Turn all of the records below into a numbered list with one entry for each line, skipping any blank lines. Leave the pictures out of your answer.

→ **Data excerpts**
◇ ◇ ◇ ◇ ◇
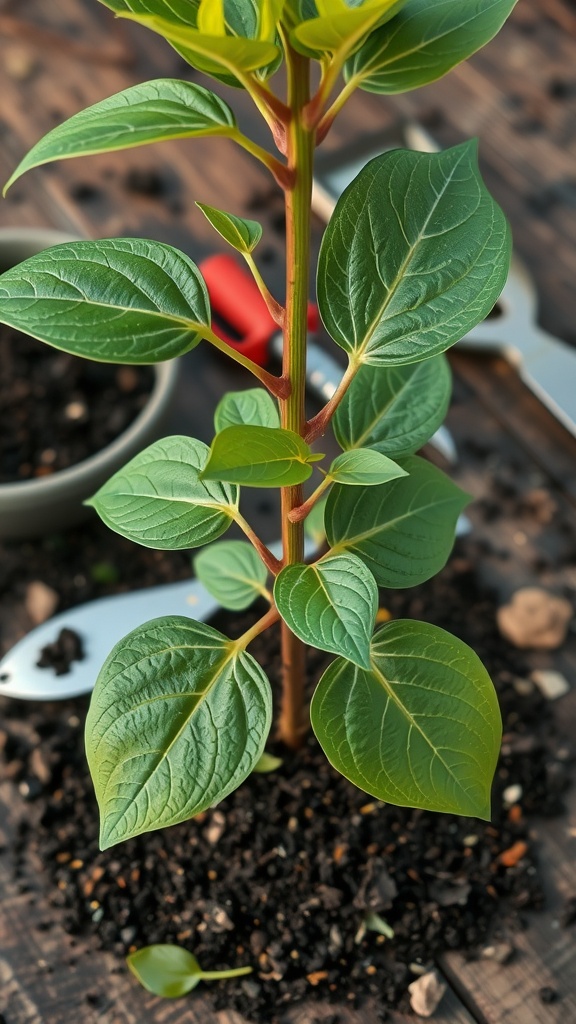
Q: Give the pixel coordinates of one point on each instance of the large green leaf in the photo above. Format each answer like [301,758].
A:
[424,41]
[178,719]
[253,407]
[421,728]
[149,113]
[403,530]
[415,255]
[117,300]
[364,467]
[159,501]
[233,572]
[341,25]
[331,605]
[259,457]
[394,410]
[243,235]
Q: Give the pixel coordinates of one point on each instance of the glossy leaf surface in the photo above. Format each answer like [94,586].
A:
[363,467]
[331,605]
[233,572]
[415,255]
[395,410]
[420,729]
[153,112]
[243,235]
[253,407]
[259,457]
[159,501]
[403,530]
[116,300]
[178,719]
[424,41]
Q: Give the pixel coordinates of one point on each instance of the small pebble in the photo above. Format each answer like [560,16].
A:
[425,993]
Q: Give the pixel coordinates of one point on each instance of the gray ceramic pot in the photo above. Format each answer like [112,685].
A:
[52,503]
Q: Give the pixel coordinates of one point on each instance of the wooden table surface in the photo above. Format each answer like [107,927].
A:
[519,95]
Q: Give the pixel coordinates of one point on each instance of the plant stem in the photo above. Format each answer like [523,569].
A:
[276,385]
[300,145]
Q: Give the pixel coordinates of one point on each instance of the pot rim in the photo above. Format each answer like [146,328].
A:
[165,374]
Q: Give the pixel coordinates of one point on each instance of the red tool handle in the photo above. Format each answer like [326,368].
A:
[236,301]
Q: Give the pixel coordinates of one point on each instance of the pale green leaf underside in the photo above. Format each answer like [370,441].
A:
[258,457]
[403,530]
[253,407]
[331,605]
[395,410]
[159,501]
[165,970]
[233,572]
[424,41]
[420,729]
[415,255]
[154,112]
[242,235]
[116,300]
[177,721]
[363,467]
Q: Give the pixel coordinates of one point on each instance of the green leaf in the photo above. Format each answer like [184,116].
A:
[242,235]
[117,300]
[233,572]
[165,970]
[259,457]
[424,41]
[170,971]
[331,605]
[415,255]
[268,763]
[253,408]
[394,410]
[342,25]
[403,530]
[420,729]
[178,718]
[363,467]
[159,501]
[153,112]
[211,53]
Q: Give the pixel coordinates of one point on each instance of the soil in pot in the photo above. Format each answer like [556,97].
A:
[283,873]
[56,410]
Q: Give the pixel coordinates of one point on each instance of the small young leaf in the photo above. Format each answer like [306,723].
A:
[415,255]
[178,719]
[251,408]
[116,300]
[165,970]
[363,467]
[242,235]
[268,763]
[233,572]
[424,41]
[331,605]
[403,530]
[159,501]
[342,25]
[395,410]
[420,729]
[259,457]
[150,113]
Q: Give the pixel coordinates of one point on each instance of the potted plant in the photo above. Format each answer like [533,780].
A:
[415,255]
[32,505]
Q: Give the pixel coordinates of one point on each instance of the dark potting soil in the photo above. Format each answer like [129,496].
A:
[56,410]
[282,875]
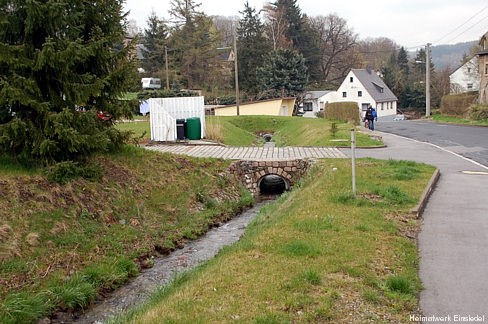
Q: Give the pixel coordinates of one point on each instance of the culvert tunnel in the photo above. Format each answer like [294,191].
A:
[273,184]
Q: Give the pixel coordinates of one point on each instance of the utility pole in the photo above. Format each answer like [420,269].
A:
[427,80]
[166,64]
[236,72]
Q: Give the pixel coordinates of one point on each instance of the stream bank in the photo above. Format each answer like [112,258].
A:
[194,253]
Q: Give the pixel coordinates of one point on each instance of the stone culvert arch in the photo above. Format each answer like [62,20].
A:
[251,173]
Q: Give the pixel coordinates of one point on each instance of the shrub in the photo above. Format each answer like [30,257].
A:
[343,111]
[457,105]
[478,112]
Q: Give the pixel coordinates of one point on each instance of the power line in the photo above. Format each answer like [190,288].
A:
[455,29]
[469,28]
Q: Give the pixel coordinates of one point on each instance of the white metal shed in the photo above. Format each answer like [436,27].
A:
[165,111]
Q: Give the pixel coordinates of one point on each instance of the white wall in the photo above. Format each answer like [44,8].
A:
[165,111]
[352,94]
[466,75]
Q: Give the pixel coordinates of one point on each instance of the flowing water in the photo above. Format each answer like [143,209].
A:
[165,269]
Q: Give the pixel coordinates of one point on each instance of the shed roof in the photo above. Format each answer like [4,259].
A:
[310,95]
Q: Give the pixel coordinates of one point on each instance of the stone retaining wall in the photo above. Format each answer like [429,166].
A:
[251,172]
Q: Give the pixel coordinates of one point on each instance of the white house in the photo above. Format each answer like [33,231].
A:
[366,88]
[466,78]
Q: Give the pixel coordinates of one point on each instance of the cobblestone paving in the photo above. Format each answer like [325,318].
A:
[250,153]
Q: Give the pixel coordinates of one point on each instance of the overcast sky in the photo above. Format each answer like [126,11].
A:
[410,23]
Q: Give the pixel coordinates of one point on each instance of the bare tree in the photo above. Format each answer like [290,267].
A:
[225,26]
[338,46]
[276,25]
[377,51]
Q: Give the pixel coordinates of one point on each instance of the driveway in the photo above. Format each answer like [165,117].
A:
[453,242]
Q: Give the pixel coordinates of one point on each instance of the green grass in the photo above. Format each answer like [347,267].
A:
[62,244]
[289,131]
[458,120]
[310,257]
[140,127]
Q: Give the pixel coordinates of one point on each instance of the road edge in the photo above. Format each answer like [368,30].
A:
[424,198]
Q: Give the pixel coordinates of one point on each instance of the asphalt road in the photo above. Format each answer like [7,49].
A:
[453,241]
[468,141]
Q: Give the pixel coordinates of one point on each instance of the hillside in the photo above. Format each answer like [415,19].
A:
[62,245]
[449,55]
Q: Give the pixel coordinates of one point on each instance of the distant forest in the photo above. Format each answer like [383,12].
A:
[450,56]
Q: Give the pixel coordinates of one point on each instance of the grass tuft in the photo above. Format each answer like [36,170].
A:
[300,248]
[75,293]
[399,284]
[25,307]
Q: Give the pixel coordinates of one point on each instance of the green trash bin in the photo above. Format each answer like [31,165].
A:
[193,128]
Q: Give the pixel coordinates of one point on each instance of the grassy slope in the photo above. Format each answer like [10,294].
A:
[294,131]
[145,202]
[317,254]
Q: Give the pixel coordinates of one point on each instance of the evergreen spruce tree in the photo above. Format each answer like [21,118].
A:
[252,47]
[283,73]
[61,62]
[303,37]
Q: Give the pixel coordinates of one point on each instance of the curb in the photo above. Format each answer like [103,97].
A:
[419,208]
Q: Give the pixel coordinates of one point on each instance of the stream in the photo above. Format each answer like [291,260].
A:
[194,253]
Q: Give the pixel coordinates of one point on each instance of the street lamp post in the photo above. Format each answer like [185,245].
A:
[427,80]
[236,73]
◇ ◇ ◇ ◇ ◇
→ **Task solution**
1. Q: Give the pixel coordinates of one point on each instance of the large green leaf in the photo above. Format each answer like [301,758].
2. A:
3. [424,41]
4. [178,719]
5. [253,407]
6. [421,728]
7. [149,113]
8. [403,530]
9. [415,255]
10. [117,300]
11. [364,467]
12. [159,501]
13. [233,572]
14. [341,25]
15. [331,605]
16. [259,457]
17. [394,410]
18. [243,235]
19. Q: Give the pixel coordinates of one point on each instance of the glossy leaf surface in the photo above. Format each answer like [94,586].
20. A:
21. [363,467]
22. [331,605]
23. [233,572]
24. [415,255]
25. [395,410]
26. [420,729]
27. [153,112]
28. [243,235]
29. [253,407]
30. [259,457]
31. [159,501]
32. [403,530]
33. [116,300]
34. [178,719]
35. [424,41]
36. Q: Give the pixel coordinates of one point on each instance of the small pebble in the photo above. Format each answer like [560,16].
37. A:
38. [425,993]
39. Q: Give the pixel coordinates of one point on each instance of the gray ceramic pot in the photo above. Format each answer like [112,685].
40. A:
41. [52,503]
42. Q: Give the pixel coordinates of one point on each instance of the wooden table surface in the photo above. Format each answer like [107,927].
43. A:
44. [519,95]
45. Q: Give the pixel coordinates of one point on each instance of the plant stem in the photo above. Format each answer like [523,569].
46. A:
47. [276,385]
48. [300,145]
49. Q: Give the pixel coordinates of one point on each instance of the pot rim in the photo above. Format each answer like [146,328].
50. A:
51. [165,374]
52. Q: Give the pixel coordinates of one point on each instance of the red tool handle in the photo above. Format each answer like [326,368].
53. A:
54. [236,301]
55. Q: Give the pixel coordinates of one point on each instance of the pale green leaf underside in the photo above. Format each answer like [370,441].
56. A:
57. [258,457]
58. [403,530]
59. [253,407]
60. [331,605]
61. [395,410]
62. [159,501]
63. [165,970]
64. [233,572]
65. [424,41]
66. [420,729]
67. [415,255]
68. [154,112]
69. [242,235]
70. [116,300]
71. [177,721]
72. [363,467]
73. Q: Give the pixel coordinates of one point on each instance of the green leaf in the photo above. Format each answer like [184,116].
74. A:
75. [242,235]
76. [117,300]
77. [233,572]
78. [165,970]
79. [259,457]
80. [424,41]
81. [170,971]
82. [331,605]
83. [415,255]
84. [268,763]
85. [253,408]
86. [394,410]
87. [342,25]
88. [403,530]
89. [420,729]
90. [178,718]
91. [363,467]
92. [159,501]
93. [153,112]
94. [211,53]
95. Q: Give the pixel coordinates of one point on each instance of the soil in pot in the photo above. Format each answer like [556,97].
96. A:
97. [283,873]
98. [56,410]
99. Q: Give the pixel coordinates of one point on each instance of the small young leaf in the photo above. Format each answer like [306,723].
100. A:
101. [415,255]
102. [178,719]
103. [251,408]
104. [116,300]
105. [165,970]
106. [363,467]
107. [242,235]
108. [268,763]
109. [233,572]
110. [424,41]
111. [331,605]
112. [403,530]
113. [159,501]
114. [342,25]
115. [395,410]
116. [420,729]
117. [259,457]
118. [150,113]
119. Q: Give the pixel coordinates of one point on each instance of the potted plant in the photo above. Format each answer like [533,780].
120. A:
121. [415,255]
122. [32,505]
123. Q: Give the pixel coordinates of one point on each instance of the dark potting soil in the photo above. Format each answer like [129,496].
124. A:
125. [56,410]
126. [282,875]
127. Q: Give the pixel coordinates of one point on each instance of the culvert tunnel in the photo above. Format each answer like [294,191].
128. A:
129. [273,184]
130. Q: Give the pixel coordinates of one point on each instance of the utility pole in the photo above. Format each answer like [420,269].
131. A:
132. [427,80]
133. [166,64]
134. [236,72]
135. Q: Give the pixel coordinates of one point on each instance of the stream bank in the photo above. Format each answer like [112,258].
136. A:
137. [194,253]
138. Q: Give the pixel coordinates of one point on each instance of the stone culvert arch in the photo above. Format each answer like [62,20].
139. A:
140. [251,173]
141. Q: Give the pixel coordinates of one point on each instance of the shrub in the photo above. Format each answer like [30,257].
142. A:
143. [343,111]
144. [457,105]
145. [478,112]
146. Q: Give the pixel coordinates of one point on each instance of the power line in the photo above. Format each answer like [190,288].
147. A:
148. [455,29]
149. [469,28]
150. Q: Give the pixel coordinates of one point on each instance of the white metal shed in the photo above. Format each answer like [436,27].
151. A:
152. [165,111]
153. Q: Give the pixel coordinates of one point on each instance of the white wall in the photo above. Format each answer like [44,8].
154. A:
155. [165,111]
156. [352,94]
157. [466,75]
158. Q: Give the pixel coordinates of one point on each instance of the flowing water in the photo above. Format each answer like [143,209].
159. A:
160. [165,269]
161. Q: Give the pixel coordinates of one point on each instance of the shed roof in the photo above. Format each answer like [4,259].
162. A:
163. [310,95]
164. Q: Give the pixel coordinates of one point on each instance of the stone retaining wall in the photo above. Format each answer like [429,166].
165. A:
166. [251,172]
167. Q: Give the pixel coordinates of one point on each instance of the white house in the photo above. Format each answer like [33,231].
168. A:
169. [366,88]
170. [466,78]
171. Q: Give the pixel coordinates of one point on each instance of the cobblestone paving in the photo above. Format each answer like [325,318].
172. A:
173. [250,153]
174. Q: Give the pixel coordinates of one point on each instance of the overcast sky in the photo above. Format each answer like [126,11].
175. A:
176. [410,23]
177. Q: Give the pixel coordinates of one point on each instance of the bare tree in the photo above. Format each answer like [290,267].
178. A:
179. [225,26]
180. [338,46]
181. [276,25]
182. [377,51]
183. Q: Give the pixel coordinates of one point on each instance of the driveway in the photo above. Format each answer like [165,117].
184. A:
185. [453,242]
186. Q: Give the pixel coordinates of one point on each instance of the green grass in the photo above. Format each answer like [347,267].
187. A:
188. [62,244]
189. [289,131]
190. [458,120]
191. [310,257]
192. [140,127]
193. Q: Give the pixel coordinates of one point on each instance of the road edge in the photo above. Format each answer like [368,30].
194. A:
195. [424,198]
196. Q: Give the pixel coordinates of one point on each instance of the asphalt road in the photo above. Format each answer like [7,49].
197. A:
198. [453,241]
199. [468,141]
200. Q: Give the pixel coordinates of one point on each instance of the hillside in the photo above. Format each answer like [415,19].
201. A:
202. [62,245]
203. [449,55]
204. Q: Give the pixel coordinates of one point on each instance of the distant forest in the photo above. Format each answer like [383,12].
205. A:
206. [450,56]
207. Q: Give the pixel coordinates of one point on each instance of the grass tuft in the photo above. Format each answer like [36,170].
208. A:
209. [300,248]
210. [75,293]
211. [399,284]
212. [25,307]
213. Q: Give the pixel coordinates of one point on each instance of the green trash bin in the photo above. Format each answer like [31,165].
214. A:
215. [193,128]
216. Q: Give the pixel coordinates of one point on each instance of the grassy slope in the photo above. Format each answer like [10,294].
217. A:
218. [294,131]
219. [145,202]
220. [317,254]
221. Q: Give the pixel coordinates of one point on each instance of the evergreen spruce tree in the photo above. Format each answer like [21,118].
222. A:
223. [252,47]
224. [283,73]
225. [61,62]
226. [303,37]
227. Q: Give the pixel coordinates of one point on each instance of the curb in the photo above. Format each answer like [103,97].
228. A:
229. [419,208]
230. Q: Give the pixel coordinates of one point on each instance of the stream in the photo above. Format each answer like [291,260].
231. A:
232. [194,253]
233. Q: Give the pixel coordinates of one point on each instance of the street lamp post in the photo above. Format each answer like [185,245].
234. A:
235. [427,80]
236. [236,73]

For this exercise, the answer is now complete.